- [PAGE TEXT]
□ □ □ □

One has to take a bus the final kilometer into the town since the only cars allowed in Cinque Terre are the twisted metal wrecks at the bottom of the steep ravines. And then…one walks.
We found our quaint little hotel and began the long process of dragging our bags up to our room. It’s rumored that Sir Edmund Hillary trained for the Everest expedition by staying in Vernazza for three weeks. The reason that the hotel has a minimum stay of two days is that you could never get to your room and back in less time.
It seems that the Italians are quite environmentally conscientious. While I can’t say for sure that the narrow beds were recycled coffins, it was the first time I had ever slept in a bed with a lid on it. Despite that, they’re quite comfy. In-room entertainment was a 12 inch digital TV with one channel that featured live coverage of the annual accordion competition from Bucharest.

□ □ □ □

- [WHAT TO DO]
(a) Answer these from the Cinque Terre travel text:
(i) How does one get over the final kilometer into the town?
(ii) What is the hotel's minimum stay?
(iii) What did the one TV channel feature?
(b) Put this sentence from the Cinque Terre travel text into Spanish: "It seems that the Italians are quite environmentally conscientious."
(c) Write the next part of the Cinque Terre travel text, picking up right after its last sentence.
The rows that come after this text have nothing to do with what is asked here.

- [STORED DATA]
□ □ □ □

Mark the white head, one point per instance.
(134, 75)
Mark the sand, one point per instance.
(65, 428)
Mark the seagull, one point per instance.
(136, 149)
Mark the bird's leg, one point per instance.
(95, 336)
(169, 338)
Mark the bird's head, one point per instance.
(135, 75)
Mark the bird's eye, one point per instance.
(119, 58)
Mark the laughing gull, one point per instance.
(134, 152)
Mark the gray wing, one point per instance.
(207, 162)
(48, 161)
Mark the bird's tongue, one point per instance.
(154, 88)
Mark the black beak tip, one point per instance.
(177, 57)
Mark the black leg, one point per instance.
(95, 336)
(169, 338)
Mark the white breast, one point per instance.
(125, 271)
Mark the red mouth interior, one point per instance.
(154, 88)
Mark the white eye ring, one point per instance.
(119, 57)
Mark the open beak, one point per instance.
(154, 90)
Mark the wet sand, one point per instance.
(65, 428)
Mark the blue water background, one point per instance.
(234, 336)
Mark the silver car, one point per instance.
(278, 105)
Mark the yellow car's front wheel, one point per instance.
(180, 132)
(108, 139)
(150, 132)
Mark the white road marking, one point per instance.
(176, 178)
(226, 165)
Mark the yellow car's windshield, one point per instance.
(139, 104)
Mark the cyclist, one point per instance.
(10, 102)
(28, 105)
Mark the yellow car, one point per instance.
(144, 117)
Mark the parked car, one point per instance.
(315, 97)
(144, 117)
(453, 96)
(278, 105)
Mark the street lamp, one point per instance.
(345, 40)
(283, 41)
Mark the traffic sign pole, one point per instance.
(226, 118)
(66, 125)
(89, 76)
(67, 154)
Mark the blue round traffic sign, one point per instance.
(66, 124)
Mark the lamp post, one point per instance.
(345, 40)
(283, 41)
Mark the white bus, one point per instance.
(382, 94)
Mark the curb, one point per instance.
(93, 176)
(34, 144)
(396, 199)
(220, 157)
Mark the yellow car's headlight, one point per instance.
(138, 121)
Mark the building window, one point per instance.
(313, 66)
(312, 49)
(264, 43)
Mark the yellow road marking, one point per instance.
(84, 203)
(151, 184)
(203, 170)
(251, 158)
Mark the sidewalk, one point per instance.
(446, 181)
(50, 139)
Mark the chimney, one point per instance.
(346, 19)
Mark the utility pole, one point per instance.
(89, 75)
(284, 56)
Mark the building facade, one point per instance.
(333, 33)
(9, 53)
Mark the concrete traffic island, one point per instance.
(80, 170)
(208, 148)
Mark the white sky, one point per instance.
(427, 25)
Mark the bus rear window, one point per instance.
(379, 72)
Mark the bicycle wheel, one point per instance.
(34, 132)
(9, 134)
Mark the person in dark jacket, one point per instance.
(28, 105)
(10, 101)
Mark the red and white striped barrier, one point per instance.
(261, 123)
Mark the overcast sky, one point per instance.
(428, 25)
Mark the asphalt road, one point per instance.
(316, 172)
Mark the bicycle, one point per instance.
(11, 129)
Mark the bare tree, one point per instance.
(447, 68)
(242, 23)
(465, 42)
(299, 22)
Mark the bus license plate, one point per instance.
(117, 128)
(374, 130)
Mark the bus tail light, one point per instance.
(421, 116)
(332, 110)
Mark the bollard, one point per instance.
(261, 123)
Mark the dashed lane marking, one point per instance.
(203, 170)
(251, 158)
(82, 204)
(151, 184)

□ □ □ □

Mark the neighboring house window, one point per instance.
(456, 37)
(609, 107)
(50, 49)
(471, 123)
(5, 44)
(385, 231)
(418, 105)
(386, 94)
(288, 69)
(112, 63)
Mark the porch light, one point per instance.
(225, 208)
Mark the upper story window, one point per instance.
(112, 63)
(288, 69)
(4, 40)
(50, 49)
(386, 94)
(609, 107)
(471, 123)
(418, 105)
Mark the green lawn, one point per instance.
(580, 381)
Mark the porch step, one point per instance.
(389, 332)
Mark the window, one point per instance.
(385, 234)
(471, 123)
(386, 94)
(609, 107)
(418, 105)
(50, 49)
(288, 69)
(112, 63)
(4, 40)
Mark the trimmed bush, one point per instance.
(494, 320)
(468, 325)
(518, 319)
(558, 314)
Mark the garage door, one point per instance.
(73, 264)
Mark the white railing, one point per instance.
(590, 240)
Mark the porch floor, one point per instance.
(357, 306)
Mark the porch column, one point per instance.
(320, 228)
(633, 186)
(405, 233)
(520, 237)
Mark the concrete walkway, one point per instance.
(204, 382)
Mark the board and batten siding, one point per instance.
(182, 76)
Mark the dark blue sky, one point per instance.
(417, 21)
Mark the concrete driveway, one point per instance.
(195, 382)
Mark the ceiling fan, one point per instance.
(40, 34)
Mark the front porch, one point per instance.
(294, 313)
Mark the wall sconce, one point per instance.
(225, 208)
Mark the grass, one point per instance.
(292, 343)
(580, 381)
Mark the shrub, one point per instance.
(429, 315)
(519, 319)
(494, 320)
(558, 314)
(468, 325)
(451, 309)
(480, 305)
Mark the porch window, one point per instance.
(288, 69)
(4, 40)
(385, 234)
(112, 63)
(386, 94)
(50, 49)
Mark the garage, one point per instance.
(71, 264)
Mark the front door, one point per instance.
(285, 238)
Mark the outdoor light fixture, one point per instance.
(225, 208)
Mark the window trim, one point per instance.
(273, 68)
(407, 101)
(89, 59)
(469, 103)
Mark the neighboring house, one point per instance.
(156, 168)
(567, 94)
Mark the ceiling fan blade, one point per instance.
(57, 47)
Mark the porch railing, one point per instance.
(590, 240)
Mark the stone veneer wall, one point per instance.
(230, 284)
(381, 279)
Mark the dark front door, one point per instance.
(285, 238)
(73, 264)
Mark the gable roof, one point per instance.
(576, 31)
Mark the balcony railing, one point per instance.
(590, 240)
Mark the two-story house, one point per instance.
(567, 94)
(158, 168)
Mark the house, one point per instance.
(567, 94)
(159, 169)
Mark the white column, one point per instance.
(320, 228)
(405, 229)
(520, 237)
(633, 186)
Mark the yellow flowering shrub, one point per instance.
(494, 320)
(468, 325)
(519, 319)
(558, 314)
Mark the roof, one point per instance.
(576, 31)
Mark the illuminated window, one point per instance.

□ □ □ □

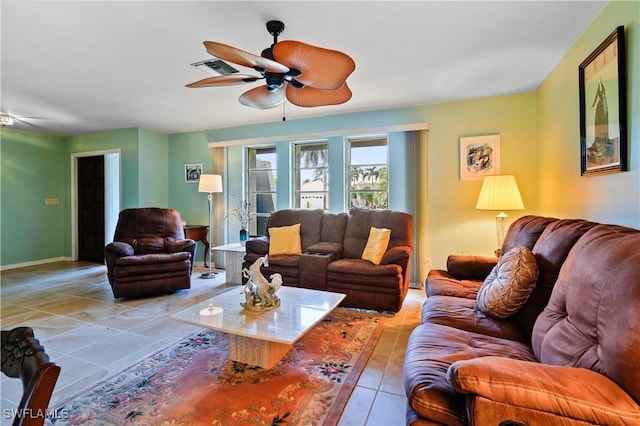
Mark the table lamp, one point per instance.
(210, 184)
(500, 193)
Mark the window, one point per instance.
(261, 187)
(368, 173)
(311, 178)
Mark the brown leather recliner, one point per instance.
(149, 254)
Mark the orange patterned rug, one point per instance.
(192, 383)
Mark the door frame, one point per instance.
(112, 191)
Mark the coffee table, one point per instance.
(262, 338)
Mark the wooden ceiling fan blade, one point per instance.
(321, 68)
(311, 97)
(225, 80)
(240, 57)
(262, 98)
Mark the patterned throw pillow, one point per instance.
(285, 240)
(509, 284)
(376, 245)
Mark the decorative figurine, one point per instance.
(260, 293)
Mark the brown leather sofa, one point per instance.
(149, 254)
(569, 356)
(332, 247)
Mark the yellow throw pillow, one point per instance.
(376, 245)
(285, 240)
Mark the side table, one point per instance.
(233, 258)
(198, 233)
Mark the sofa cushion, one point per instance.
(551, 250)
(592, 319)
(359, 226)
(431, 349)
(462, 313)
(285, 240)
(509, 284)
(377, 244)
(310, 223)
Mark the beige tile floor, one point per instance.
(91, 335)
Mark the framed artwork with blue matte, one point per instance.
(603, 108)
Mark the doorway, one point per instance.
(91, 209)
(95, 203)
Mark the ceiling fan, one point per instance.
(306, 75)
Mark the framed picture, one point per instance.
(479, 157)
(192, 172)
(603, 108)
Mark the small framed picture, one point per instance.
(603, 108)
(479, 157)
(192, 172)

□ □ □ □

- [RESULTS OF THE EXERCISE]
(a)
(i) By bus.
(ii) Two days.
(iii) Live coverage of the annual accordion competition from Bucharest.

(b) Parece que los italianos son bastante conscientes del medio ambiente.

(c)
Despite all this, the place is wonderful. We got back down into the town square, having left our oxygen masks at the front desk, and headed to the restaurant that faced the lovely harbor and beach. When our waiter, Ainesse, told us he was from Morocco I immediately mentioned the Moroccan Olympic champion and 1500 meter world record holder, Hicham El Guerrouj. Ainesse positively beamed! From that point on we could do no wrong. Three rounds of drinks later he said he was giving us a discount on our beverages (which brought the total down to an amount equal to the national debt of Lichtenstein) and he reserved us a lovely table for dinner. After a leisurely stroll around town we arrived back at the restaurant in time to be seated next to a truly delightful couple from Louisville. The food was fabulous (fish for me, veal for Myra), the drinks both numerous and ample and the company of our new friends, Jimmy and Mimi, proved to be a fitting finale to our first day in “the five lands”.
Good ol’ Hicham El Guerrou. I’ll be sure to throw that name around when all of our international marketing folks are in town this week. Maybe I’ll get a discounted beverage as well. Can’t hurt to try.
“Hicham. You don’t know him? The runner? Mr. El Guerrou? Seriously? He’s great. Oh well … nice talking to you.”